● **Texte fourni**
======

Nigéria : influence des médias numériques sur les pratiques environnementales durables

Traitement insuffisant des déchets plastiques : Lagos, Nigéria, 17 mars 2023. Image de Tunesh247 sur Wikimedia Commons (CC BY-SA 4.0).

Écrit par Mariam Doyinsola Oyedele

Dans l’ère numérique où nous vivons aujourd’hui, l’influence des médias numériques joue un rôle déterminant dans la sensibilisation des Nigérians sur l’environnement qui les entoure. Cependant, déterminer l'ampleur de leur impact sur l'introduction  d'actions concrètes et d'une généralisation de pratiques environnementales, reste une question à approfondir.

Aujourd’hui, le Nigéria compte 122,5 millions d'internautes, et il est indubitable que grâce à l’Internet, les Nigérians ont trouvé un moyen pour mieux connaître leur environnement et en savoir plus sur la crise climatique. À elles seules, les plateformes de réseaux sociaux ont créé un espace permettant aux individus d’obtenir des informations sur les effets des changements climatiques, le manque d’infrastructures de recyclage, les marées noires et les inondations qui frappent le pays. Grâce aux médias numériques, les applications web permettent aux Nigérians de s'informer sur leur environnement. Selon les recherches effectuées sur Google, les Nigérians s’intéressent de plus en plus aux questions environnementales. Lors du Jour de la Terre, l’entreprise de technologie multinationale a publié des données montrant les recherches les plus populaires sur Google Nigéria en matière de développement durable  : « Qu’est-ce que le réchauffement climatique ? » était la question la plus recherchée. La neutralité carbone fait aussi partie d’autres tendances de recherches sur la durabilité indiquant que les Nigérians sont de plus en plus sensibilisés aux changements climatiques et cherchent des moyens pour réduire leur empreinte carbone.

======

● **Enregistrements fournis**
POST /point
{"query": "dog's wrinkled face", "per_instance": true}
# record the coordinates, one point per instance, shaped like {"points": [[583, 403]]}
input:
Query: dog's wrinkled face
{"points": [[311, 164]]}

======

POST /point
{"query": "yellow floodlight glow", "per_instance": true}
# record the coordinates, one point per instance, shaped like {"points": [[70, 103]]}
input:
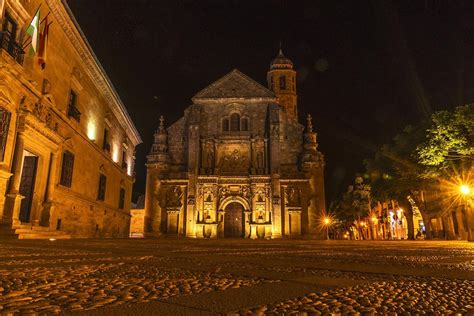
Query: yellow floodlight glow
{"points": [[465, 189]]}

======

● **Objectif**
D'après le texte sur les médias numériques au Nigéria, sur quels éléments repose l'affirmation selon laquelle les Nigérians sont de plus en plus sensibilisés aux changements climatiques ? Répondez en une à trois phrases.

● **Réponse au problème**
Cette affirmation repose sur les données publiées par Google lors du Jour de la Terre, qui présentent les recherches les plus populaires sur Google Nigéria en matière de développement durable. La question la plus recherchée était « Qu'est-ce que le réchauffement climatique ? », et la neutralité carbone figurait aussi parmi les tendances. Selon le texte, ces recherches montrent que les Nigérians cherchent des moyens de réduire leur empreinte carbone.